## SUPPLIED ENTRIES
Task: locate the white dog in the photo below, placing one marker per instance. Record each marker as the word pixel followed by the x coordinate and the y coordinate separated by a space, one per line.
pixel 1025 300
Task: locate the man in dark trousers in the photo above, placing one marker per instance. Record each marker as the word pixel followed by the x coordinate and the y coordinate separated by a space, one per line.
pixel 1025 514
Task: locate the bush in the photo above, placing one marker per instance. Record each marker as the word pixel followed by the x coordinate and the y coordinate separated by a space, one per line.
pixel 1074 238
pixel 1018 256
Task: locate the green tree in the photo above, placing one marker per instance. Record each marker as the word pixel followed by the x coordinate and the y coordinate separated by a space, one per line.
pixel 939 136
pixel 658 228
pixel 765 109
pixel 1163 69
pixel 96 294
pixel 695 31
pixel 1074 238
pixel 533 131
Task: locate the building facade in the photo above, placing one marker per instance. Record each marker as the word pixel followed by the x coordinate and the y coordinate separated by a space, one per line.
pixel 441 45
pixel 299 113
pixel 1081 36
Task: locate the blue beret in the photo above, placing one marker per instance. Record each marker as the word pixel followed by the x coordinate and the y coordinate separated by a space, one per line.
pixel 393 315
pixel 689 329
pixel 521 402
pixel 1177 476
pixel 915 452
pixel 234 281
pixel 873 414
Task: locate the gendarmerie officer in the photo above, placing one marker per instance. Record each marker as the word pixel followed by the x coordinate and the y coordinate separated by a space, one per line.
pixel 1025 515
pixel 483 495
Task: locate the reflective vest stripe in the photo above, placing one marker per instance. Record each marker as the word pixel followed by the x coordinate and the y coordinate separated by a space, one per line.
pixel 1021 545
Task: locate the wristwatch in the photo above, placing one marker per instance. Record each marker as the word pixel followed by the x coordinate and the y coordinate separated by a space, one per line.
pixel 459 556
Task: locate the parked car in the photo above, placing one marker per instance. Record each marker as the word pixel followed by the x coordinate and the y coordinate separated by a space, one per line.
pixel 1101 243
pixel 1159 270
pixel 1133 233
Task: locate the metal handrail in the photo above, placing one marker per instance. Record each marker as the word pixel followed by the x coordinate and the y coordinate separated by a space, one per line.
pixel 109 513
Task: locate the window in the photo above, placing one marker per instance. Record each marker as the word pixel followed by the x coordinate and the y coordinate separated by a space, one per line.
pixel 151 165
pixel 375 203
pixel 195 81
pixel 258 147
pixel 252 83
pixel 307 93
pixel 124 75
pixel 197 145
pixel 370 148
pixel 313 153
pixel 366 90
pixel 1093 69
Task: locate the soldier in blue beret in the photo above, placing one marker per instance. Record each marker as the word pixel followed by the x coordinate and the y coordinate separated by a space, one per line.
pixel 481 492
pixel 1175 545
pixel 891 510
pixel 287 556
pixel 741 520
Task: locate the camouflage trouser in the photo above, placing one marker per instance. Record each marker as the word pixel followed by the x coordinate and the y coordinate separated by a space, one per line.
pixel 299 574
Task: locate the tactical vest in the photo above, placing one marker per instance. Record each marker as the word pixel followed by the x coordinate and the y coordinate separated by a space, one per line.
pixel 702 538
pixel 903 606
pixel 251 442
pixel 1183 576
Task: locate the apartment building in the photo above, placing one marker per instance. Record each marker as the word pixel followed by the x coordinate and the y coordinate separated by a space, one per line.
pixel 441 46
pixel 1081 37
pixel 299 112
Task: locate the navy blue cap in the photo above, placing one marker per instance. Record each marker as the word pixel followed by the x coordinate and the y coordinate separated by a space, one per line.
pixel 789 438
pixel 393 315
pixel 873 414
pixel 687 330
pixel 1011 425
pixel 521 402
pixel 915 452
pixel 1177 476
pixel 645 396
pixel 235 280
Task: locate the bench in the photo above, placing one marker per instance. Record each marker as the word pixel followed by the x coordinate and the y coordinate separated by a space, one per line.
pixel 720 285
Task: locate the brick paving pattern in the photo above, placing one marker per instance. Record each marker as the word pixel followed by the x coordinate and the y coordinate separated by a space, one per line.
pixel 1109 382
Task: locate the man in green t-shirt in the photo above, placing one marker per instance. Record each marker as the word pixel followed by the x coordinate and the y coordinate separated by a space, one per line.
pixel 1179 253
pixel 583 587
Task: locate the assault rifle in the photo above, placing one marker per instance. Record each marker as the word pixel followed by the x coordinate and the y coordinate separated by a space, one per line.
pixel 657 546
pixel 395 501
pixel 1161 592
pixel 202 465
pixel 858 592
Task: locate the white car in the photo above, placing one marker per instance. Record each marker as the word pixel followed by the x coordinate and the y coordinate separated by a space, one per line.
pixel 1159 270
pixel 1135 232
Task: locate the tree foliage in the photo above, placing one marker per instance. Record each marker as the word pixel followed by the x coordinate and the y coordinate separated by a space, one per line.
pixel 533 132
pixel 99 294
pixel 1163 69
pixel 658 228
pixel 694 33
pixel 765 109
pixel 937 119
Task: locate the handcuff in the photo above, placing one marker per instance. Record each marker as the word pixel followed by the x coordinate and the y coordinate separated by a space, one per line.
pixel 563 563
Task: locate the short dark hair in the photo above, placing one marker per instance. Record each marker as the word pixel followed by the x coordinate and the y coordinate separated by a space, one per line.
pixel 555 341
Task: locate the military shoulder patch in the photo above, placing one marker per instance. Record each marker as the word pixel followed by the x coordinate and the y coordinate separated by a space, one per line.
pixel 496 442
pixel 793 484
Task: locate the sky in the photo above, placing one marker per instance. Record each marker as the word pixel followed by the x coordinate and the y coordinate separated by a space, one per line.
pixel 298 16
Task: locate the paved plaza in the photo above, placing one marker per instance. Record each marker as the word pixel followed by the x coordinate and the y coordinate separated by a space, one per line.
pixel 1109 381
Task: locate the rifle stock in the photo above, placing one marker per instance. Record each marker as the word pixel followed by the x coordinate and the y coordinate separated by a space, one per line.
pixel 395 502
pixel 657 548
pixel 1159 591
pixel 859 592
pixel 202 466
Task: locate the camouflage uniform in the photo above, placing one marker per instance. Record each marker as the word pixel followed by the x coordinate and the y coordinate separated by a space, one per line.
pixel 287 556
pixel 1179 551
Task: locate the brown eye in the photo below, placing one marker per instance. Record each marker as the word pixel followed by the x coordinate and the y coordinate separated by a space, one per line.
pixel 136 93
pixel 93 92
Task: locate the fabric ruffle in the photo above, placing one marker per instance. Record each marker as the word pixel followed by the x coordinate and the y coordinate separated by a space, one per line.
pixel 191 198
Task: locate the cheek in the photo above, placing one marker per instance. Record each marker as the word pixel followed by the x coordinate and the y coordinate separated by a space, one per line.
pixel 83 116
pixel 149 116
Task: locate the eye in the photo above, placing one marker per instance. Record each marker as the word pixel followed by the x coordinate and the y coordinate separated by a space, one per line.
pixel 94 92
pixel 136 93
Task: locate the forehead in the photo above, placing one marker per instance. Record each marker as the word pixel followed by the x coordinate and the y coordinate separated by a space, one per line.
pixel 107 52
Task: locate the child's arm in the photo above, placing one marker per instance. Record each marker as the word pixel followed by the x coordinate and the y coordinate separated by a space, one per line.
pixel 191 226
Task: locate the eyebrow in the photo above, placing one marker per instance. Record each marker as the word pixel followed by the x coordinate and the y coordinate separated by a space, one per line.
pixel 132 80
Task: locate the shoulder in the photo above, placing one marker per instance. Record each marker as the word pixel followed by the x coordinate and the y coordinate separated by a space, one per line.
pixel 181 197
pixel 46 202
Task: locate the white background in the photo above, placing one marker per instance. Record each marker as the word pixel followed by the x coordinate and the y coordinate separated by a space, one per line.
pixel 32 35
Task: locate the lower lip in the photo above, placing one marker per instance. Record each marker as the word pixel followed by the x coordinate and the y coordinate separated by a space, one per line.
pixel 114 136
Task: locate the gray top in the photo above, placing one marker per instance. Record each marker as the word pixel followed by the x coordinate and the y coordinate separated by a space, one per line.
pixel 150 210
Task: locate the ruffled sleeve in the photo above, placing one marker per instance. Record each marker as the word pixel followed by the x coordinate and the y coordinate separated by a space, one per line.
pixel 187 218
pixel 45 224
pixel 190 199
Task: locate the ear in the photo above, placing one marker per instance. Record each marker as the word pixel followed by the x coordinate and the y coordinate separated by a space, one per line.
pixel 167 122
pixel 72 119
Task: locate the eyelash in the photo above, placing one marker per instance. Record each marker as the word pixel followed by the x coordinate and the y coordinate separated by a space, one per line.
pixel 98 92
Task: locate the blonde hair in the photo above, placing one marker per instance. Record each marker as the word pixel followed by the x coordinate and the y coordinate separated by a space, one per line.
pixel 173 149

## AIM OF THE EXERCISE
Print again the material above, limited to the lines from the one holding "Task: locate the white background" through the last, inclusive.

## TASK RESPONSE
Task: locate the white background in the photo above, placing one marker per instance. Record each marker as the word pixel followed by the x coordinate and the y coordinate separated by a space, one per line.
pixel 32 35
Task: locate the lower lip in the photo above, placing one marker per instance. Record each marker as the word pixel followed by the x coordinate and the y coordinate separated by a space, one per line.
pixel 114 136
Task: locate the gray top in the photo above, placing one marker per instance. Record each marker as the word pixel followed by the x coordinate and the y coordinate separated by a space, one per line.
pixel 150 210
Task: locate the ruffled sleeve in the photo above, placing one marker per instance. Record each marker as the word pixel followed by the x coordinate and the y coordinate separated by a space, one per line.
pixel 187 218
pixel 45 224
pixel 190 199
Task: locate the ear in the photo above, placing one marker per instance. Record each marker as the word pixel followed by the x coordinate and the y coordinate separated by a space, one per line.
pixel 167 122
pixel 72 119
Task: locate the eyelash in the photo above, placing one marker per instance. Record each marker as the word pixel followed by the x coordinate and the y coordinate separated by a space, one per line.
pixel 98 92
Task: locate the blonde hair in the photo above, placing one marker per instance. Record each marker as the word pixel followed by the x coordinate and the y coordinate separated by a space, one per line.
pixel 173 149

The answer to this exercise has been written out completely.